» **Set task**
Repeat each of the records below word for word.

════════════════

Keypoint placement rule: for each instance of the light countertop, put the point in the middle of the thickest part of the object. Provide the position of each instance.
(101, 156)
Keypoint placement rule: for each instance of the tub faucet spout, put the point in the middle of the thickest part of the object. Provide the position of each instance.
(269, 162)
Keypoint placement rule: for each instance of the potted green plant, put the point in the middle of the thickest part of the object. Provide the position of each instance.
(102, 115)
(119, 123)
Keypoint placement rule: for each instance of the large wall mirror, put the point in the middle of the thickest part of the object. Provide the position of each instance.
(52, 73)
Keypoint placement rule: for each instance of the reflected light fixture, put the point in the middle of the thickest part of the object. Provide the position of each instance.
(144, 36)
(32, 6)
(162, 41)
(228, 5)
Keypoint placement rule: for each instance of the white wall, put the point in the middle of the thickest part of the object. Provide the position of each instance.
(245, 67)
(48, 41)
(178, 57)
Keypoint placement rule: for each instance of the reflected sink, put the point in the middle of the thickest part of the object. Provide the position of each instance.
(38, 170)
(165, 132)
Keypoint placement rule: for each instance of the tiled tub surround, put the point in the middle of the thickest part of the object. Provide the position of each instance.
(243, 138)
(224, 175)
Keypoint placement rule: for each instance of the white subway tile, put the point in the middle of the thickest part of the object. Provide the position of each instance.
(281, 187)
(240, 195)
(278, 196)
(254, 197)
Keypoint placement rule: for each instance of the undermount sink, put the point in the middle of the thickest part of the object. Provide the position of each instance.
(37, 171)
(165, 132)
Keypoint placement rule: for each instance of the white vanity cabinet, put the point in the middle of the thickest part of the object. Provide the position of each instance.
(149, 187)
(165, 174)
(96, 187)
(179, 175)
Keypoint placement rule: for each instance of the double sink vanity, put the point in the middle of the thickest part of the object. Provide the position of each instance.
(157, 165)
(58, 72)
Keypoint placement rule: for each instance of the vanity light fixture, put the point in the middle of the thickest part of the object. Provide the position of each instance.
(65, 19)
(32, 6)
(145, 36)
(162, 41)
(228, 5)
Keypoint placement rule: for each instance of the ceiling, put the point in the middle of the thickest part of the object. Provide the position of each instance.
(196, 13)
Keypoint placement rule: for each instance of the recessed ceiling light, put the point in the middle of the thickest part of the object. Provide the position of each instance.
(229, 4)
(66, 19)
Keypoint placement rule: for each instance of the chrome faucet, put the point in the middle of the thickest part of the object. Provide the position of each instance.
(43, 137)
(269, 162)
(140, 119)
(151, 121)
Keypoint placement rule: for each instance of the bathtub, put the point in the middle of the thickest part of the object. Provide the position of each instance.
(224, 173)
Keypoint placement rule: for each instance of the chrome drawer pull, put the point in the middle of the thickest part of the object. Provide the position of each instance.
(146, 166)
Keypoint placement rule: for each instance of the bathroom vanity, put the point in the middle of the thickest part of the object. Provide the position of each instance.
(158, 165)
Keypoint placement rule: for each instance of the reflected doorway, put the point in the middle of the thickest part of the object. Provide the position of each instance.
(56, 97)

════════════════

» **Solution to the problem**
Keypoint placement rule: for each instance of the light countertop, put the point in the middle of the thickest part of the object. Provide the position of each instance.
(101, 156)
Keypoint placement rule: for each instance of the tub faucet spout, put the point in the middle of the thickest part of the object. Provide the position of each instance.
(269, 162)
Keypoint placement rule: for each instance of the potted green plant, put the point in the middle of the thickest part of the object. Provide the position of each instance.
(102, 115)
(119, 123)
Keypoint placement rule: for each instance of the large wall mirror, put the point in the middle of the thickest part of the object. Provide the position of each instance.
(52, 73)
Keypoint placement rule: for each instance of the reflected light fixture, put the point in the middle of the thickest part of the object. Provide the position of each instance.
(144, 36)
(32, 6)
(162, 41)
(228, 5)
Keypoint placement rule: for each instance of the white wall, put the point in the middle of the thickest part of the object. Provide the position of each instance.
(245, 67)
(48, 41)
(178, 57)
Keypoint placement rule: for each instance of the reflected sink, put the point in the middle of the thickest part of the object. Provide the position of each instance.
(38, 170)
(165, 132)
Keypoint placement rule: for each instance of the tiled tub surround, put the point in the middle of the thickest part of the object. Provide the position of each instance.
(243, 138)
(224, 175)
Keypoint placement rule: for each instance of the white subway tile, put the point in the middle of the thickest part of the object. Provide the position of each instance.
(281, 187)
(240, 195)
(278, 196)
(254, 197)
Keypoint placement rule: for each instance of the undermount sink, put the point in the middle of the thickest part of the object. Provide the position of each instance.
(37, 171)
(165, 132)
Keypoint placement rule: for each instance of the white vanity cabinet, put the point in the middle of the thickest part of the object. Provide the position of each instance.
(149, 187)
(165, 174)
(96, 187)
(179, 175)
Keypoint placement rule: for each instance of the double sink vanity, put the point in the middle of the thickest part of the object. Provide the position of each instance.
(157, 165)
(58, 72)
Keypoint placement rule: for each instance of the vanity light fixture, put the point in the middle of the thickest part of the object. Provide the position of each instance.
(65, 19)
(32, 6)
(145, 36)
(162, 41)
(228, 5)
Keypoint placement rule: for each instance of the ceiling, put the point in the middle of the thickest part of the object. Provide the position of each instance.
(196, 13)
Keypoint placement rule: for each instance of the recessed ceiling light, put the point in the middle of the thickest part of the object. Provide the position of each instance.
(229, 4)
(66, 19)
Keypoint placement rule: for each instance of the chrome faucet, put the point in the middle of the thickest part of the object. Provide the position of each instance.
(43, 137)
(269, 162)
(140, 119)
(151, 121)
Keypoint placement rule: for each instance of the bathtub, put the point in the middle of the thickest part of the object. Provide the position of each instance.
(224, 173)
Keypoint placement rule: for each instance of the chrome drawer pull, put the point in the middle of the thickest part of the object. Provide the position of each instance.
(146, 166)
Keypoint placement rule: for each instance of the bathroom vanity, put the point in the middle of the thickest part of the object. Provide the position of each instance.
(158, 165)
Keypoint placement rule: for each instance of the reflected doorway, put the point in the middle of the thickest part of the object. Provide the position of each instance.
(56, 97)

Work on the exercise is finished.